_EXERCISE TASK A_:
Could you extract the passage in the excerpt about Eloise Broady DeJoria, starting at "American model, actress, and" and ending at "Weekend at Bernie's."?

_DOCUMENT EXCERPT_:
================

American model, actress, and businesswoman

Eloise Broady DeJoria (born May 13, 1957) is an American model, actress, producer, businesswoman and philanthropist. As an actress, she is known for Weekend at Bernie's.

== Personal life and career ==
She was chosen as Playboy's Playmate for April 1988. Her business enterprises include Ultimate Face Professional, Arbor Behavioral Healthcare, and Renew Logic.

She is involved in charities, such as Help Clifford Help Kids, The Palmer Drug Abuse Program, The Austin Recovery Center, The Austin Children's Shelter, Helping Hands, as well as Club 100, Long Center for the Performing Arts, The Paramount Theater, and The Austin Film Society. She is business partners with husband John Paul DeJoria, whom she married in 1993.

================

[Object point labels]
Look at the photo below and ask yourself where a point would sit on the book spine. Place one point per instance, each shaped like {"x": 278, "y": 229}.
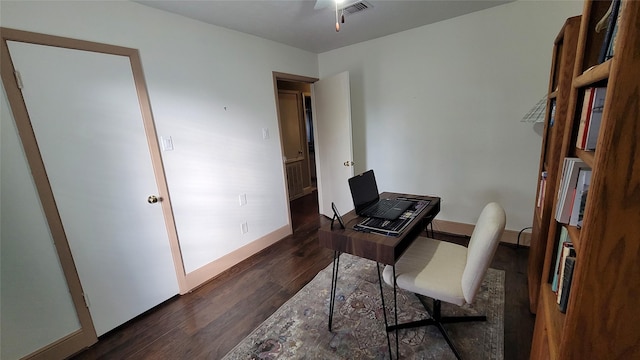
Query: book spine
{"x": 569, "y": 265}
{"x": 584, "y": 117}
{"x": 593, "y": 126}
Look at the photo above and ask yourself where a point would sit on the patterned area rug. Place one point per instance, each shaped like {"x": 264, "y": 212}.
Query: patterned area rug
{"x": 299, "y": 329}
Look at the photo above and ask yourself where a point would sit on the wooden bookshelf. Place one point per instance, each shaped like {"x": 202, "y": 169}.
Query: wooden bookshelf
{"x": 562, "y": 62}
{"x": 602, "y": 319}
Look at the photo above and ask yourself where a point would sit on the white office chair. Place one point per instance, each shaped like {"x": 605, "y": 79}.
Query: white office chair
{"x": 448, "y": 272}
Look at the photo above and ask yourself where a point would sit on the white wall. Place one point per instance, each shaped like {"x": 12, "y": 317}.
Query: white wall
{"x": 451, "y": 96}
{"x": 212, "y": 91}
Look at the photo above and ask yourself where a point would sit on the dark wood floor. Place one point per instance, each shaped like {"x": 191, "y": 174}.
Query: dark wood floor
{"x": 211, "y": 320}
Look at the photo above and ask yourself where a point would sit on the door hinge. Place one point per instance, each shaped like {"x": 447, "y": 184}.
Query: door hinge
{"x": 18, "y": 79}
{"x": 86, "y": 300}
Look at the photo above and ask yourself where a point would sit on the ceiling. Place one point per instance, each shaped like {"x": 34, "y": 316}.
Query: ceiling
{"x": 297, "y": 23}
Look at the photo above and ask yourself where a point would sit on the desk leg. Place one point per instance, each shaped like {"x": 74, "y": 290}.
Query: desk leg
{"x": 334, "y": 284}
{"x": 384, "y": 310}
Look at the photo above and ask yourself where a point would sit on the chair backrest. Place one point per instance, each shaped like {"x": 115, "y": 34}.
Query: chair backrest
{"x": 482, "y": 246}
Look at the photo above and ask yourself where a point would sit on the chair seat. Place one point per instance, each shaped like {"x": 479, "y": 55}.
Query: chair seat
{"x": 431, "y": 268}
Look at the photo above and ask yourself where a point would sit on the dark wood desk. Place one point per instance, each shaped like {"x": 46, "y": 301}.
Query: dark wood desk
{"x": 380, "y": 248}
{"x": 376, "y": 247}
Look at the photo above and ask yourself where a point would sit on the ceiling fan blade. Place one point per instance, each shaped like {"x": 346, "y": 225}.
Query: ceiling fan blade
{"x": 321, "y": 4}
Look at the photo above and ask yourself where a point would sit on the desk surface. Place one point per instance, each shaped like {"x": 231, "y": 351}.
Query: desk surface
{"x": 380, "y": 248}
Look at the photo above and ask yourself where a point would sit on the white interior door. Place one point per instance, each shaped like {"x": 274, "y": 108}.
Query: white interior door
{"x": 86, "y": 117}
{"x": 332, "y": 124}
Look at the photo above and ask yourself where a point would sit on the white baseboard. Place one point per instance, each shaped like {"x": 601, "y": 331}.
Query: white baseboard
{"x": 206, "y": 273}
{"x": 509, "y": 236}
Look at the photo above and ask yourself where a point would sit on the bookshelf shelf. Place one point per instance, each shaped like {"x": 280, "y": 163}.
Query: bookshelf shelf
{"x": 586, "y": 156}
{"x": 596, "y": 73}
{"x": 601, "y": 319}
{"x": 574, "y": 235}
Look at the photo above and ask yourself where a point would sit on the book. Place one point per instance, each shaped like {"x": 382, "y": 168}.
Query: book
{"x": 584, "y": 117}
{"x": 569, "y": 182}
{"x": 593, "y": 125}
{"x": 583, "y": 203}
{"x": 612, "y": 41}
{"x": 582, "y": 186}
{"x": 567, "y": 251}
{"x": 611, "y": 25}
{"x": 564, "y": 237}
{"x": 542, "y": 189}
{"x": 569, "y": 265}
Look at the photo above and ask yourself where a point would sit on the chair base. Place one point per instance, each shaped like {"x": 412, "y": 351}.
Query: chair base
{"x": 438, "y": 320}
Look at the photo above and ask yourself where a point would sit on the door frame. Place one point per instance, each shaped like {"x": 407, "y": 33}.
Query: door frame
{"x": 296, "y": 78}
{"x": 86, "y": 335}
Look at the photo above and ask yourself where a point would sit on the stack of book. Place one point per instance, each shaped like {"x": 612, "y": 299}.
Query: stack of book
{"x": 563, "y": 274}
{"x": 572, "y": 195}
{"x": 590, "y": 116}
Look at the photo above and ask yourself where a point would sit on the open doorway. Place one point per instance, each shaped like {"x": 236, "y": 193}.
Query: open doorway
{"x": 295, "y": 117}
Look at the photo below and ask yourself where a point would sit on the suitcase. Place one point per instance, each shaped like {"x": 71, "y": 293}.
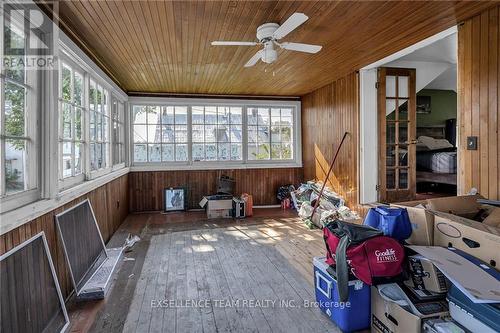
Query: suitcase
{"x": 477, "y": 317}
{"x": 352, "y": 315}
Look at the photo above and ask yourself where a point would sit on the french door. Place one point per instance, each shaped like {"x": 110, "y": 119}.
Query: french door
{"x": 396, "y": 97}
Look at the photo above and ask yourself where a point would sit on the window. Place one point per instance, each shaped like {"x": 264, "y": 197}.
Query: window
{"x": 217, "y": 133}
{"x": 201, "y": 133}
{"x": 71, "y": 143}
{"x": 270, "y": 133}
{"x": 118, "y": 132}
{"x": 98, "y": 126}
{"x": 160, "y": 133}
{"x": 18, "y": 139}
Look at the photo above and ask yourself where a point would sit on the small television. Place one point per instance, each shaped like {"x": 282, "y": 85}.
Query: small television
{"x": 31, "y": 298}
{"x": 82, "y": 243}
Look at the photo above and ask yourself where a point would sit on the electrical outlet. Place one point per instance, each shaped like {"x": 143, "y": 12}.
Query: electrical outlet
{"x": 472, "y": 143}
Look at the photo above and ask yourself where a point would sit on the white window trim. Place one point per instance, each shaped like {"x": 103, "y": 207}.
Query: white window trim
{"x": 75, "y": 59}
{"x": 68, "y": 182}
{"x": 32, "y": 105}
{"x": 296, "y": 162}
{"x": 123, "y": 124}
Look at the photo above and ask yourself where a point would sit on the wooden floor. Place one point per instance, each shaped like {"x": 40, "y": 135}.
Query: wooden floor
{"x": 189, "y": 274}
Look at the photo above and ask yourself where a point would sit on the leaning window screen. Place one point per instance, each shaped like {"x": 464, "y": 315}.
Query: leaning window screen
{"x": 30, "y": 299}
{"x": 82, "y": 242}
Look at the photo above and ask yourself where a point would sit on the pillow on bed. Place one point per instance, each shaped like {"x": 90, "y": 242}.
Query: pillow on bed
{"x": 434, "y": 144}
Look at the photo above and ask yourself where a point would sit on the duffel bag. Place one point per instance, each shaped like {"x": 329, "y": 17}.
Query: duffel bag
{"x": 363, "y": 251}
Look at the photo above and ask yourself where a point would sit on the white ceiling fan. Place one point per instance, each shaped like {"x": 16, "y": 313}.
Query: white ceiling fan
{"x": 268, "y": 35}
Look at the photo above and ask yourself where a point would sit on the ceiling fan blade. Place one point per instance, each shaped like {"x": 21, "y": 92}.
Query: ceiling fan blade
{"x": 253, "y": 60}
{"x": 290, "y": 24}
{"x": 233, "y": 43}
{"x": 309, "y": 48}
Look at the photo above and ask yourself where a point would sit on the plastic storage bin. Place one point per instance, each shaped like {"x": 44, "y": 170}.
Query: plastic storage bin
{"x": 350, "y": 316}
{"x": 477, "y": 317}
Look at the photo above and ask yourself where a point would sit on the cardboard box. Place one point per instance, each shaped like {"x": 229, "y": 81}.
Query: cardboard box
{"x": 388, "y": 316}
{"x": 464, "y": 206}
{"x": 475, "y": 238}
{"x": 218, "y": 206}
{"x": 494, "y": 218}
{"x": 422, "y": 222}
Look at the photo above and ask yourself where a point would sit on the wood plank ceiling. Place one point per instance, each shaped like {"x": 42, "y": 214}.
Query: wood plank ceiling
{"x": 164, "y": 46}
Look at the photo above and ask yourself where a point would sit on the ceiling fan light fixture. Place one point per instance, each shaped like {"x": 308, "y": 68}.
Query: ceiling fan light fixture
{"x": 268, "y": 35}
{"x": 269, "y": 54}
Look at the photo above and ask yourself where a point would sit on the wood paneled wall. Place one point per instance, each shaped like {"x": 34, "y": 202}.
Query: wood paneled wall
{"x": 110, "y": 205}
{"x": 326, "y": 114}
{"x": 479, "y": 99}
{"x": 146, "y": 188}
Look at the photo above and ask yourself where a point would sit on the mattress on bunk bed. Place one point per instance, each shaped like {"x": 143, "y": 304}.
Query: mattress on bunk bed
{"x": 437, "y": 161}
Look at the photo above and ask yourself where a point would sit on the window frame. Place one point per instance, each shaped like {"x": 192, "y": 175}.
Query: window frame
{"x": 107, "y": 143}
{"x": 122, "y": 121}
{"x": 65, "y": 183}
{"x": 32, "y": 135}
{"x": 294, "y": 104}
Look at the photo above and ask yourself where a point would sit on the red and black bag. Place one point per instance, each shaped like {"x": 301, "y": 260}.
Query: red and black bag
{"x": 363, "y": 251}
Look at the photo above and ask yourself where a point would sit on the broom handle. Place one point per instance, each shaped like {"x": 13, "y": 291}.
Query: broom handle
{"x": 316, "y": 204}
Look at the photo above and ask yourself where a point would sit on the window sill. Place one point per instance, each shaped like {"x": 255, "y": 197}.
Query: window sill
{"x": 213, "y": 166}
{"x": 17, "y": 217}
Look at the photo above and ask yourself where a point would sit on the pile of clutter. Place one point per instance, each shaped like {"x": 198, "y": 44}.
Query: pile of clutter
{"x": 331, "y": 205}
{"x": 421, "y": 266}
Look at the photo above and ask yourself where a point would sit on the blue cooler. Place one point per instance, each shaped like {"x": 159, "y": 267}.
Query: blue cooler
{"x": 352, "y": 315}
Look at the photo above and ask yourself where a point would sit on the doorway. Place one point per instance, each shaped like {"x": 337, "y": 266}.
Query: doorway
{"x": 413, "y": 160}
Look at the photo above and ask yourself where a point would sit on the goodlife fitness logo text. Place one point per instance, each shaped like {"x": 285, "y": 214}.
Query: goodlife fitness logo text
{"x": 389, "y": 255}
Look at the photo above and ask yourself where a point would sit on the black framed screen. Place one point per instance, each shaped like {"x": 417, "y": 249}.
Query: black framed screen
{"x": 31, "y": 299}
{"x": 82, "y": 242}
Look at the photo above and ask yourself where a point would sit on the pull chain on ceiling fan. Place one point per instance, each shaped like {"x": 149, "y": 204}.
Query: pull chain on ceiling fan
{"x": 268, "y": 35}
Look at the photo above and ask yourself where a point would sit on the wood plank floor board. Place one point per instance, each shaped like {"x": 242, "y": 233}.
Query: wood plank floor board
{"x": 222, "y": 323}
{"x": 231, "y": 262}
{"x": 252, "y": 288}
{"x": 256, "y": 314}
{"x": 156, "y": 322}
{"x": 185, "y": 258}
{"x": 199, "y": 247}
{"x": 301, "y": 286}
{"x": 134, "y": 318}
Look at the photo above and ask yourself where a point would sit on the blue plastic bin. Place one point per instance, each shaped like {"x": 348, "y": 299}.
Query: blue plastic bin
{"x": 350, "y": 316}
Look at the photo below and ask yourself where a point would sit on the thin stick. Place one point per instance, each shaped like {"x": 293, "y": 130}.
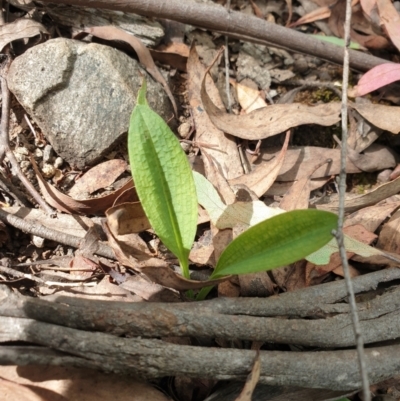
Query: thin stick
{"x": 5, "y": 149}
{"x": 339, "y": 233}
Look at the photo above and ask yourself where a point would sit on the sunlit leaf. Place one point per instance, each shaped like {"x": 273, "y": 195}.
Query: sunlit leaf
{"x": 277, "y": 242}
{"x": 163, "y": 179}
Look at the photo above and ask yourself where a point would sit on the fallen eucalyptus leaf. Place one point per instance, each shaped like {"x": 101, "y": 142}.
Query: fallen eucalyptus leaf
{"x": 228, "y": 216}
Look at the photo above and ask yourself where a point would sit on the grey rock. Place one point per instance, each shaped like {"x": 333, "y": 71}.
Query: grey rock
{"x": 81, "y": 95}
{"x": 48, "y": 153}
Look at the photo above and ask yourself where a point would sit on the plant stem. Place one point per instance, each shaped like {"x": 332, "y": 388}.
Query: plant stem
{"x": 185, "y": 268}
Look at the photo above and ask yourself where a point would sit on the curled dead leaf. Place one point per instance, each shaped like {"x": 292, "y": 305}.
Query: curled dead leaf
{"x": 66, "y": 204}
{"x": 99, "y": 177}
{"x": 145, "y": 58}
{"x": 127, "y": 218}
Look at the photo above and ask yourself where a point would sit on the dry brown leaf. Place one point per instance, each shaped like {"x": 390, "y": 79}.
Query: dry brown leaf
{"x": 359, "y": 233}
{"x": 389, "y": 237}
{"x": 224, "y": 149}
{"x": 46, "y": 383}
{"x": 14, "y": 391}
{"x": 372, "y": 217}
{"x": 280, "y": 188}
{"x": 173, "y": 54}
{"x": 382, "y": 192}
{"x": 299, "y": 161}
{"x": 127, "y": 218}
{"x": 251, "y": 381}
{"x": 98, "y": 177}
{"x": 383, "y": 117}
{"x": 299, "y": 193}
{"x": 370, "y": 161}
{"x": 215, "y": 177}
{"x": 65, "y": 223}
{"x": 156, "y": 269}
{"x": 143, "y": 53}
{"x": 66, "y": 204}
{"x": 148, "y": 291}
{"x": 249, "y": 98}
{"x": 263, "y": 176}
{"x": 316, "y": 15}
{"x": 20, "y": 29}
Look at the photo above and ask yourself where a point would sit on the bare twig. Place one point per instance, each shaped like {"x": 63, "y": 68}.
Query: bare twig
{"x": 152, "y": 358}
{"x": 339, "y": 233}
{"x": 36, "y": 228}
{"x": 235, "y": 25}
{"x": 5, "y": 149}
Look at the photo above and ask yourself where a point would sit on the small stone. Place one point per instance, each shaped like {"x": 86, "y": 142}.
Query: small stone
{"x": 48, "y": 170}
{"x": 48, "y": 153}
{"x": 58, "y": 162}
{"x": 81, "y": 95}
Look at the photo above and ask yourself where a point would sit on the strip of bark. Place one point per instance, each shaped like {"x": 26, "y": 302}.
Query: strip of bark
{"x": 33, "y": 355}
{"x": 223, "y": 318}
{"x": 235, "y": 25}
{"x": 155, "y": 358}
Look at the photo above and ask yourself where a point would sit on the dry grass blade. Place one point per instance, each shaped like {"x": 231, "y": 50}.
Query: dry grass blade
{"x": 112, "y": 33}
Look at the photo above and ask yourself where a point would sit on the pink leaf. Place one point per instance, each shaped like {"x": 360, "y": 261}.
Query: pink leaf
{"x": 377, "y": 77}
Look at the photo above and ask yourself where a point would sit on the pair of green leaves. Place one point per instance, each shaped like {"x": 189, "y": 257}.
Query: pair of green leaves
{"x": 165, "y": 186}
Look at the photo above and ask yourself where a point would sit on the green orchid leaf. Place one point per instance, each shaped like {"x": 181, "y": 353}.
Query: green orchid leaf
{"x": 163, "y": 180}
{"x": 277, "y": 242}
{"x": 339, "y": 42}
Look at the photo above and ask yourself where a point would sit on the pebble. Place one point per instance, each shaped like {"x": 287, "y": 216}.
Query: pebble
{"x": 58, "y": 162}
{"x": 48, "y": 153}
{"x": 184, "y": 129}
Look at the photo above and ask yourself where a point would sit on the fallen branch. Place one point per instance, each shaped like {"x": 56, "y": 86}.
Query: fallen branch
{"x": 246, "y": 319}
{"x": 235, "y": 25}
{"x": 334, "y": 370}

================

_EXERCISE TASK B_:
Which rows contain the string "stick"? Gather every one of them, treating case as significant.

_FULL ANSWER A_:
American model, actress, and businesswoman

Eloise Broady DeJoria (born May 13, 1957) is an American model, actress, producer, businesswoman and philanthropist. As an actress, she is known for Weekend at Bernie's.

_FULL ANSWER B_:
Look at the photo below and ask yourself where a point would sit on the thin stick. Place one point per instance, each shaped like {"x": 293, "y": 130}.
Query: thin stick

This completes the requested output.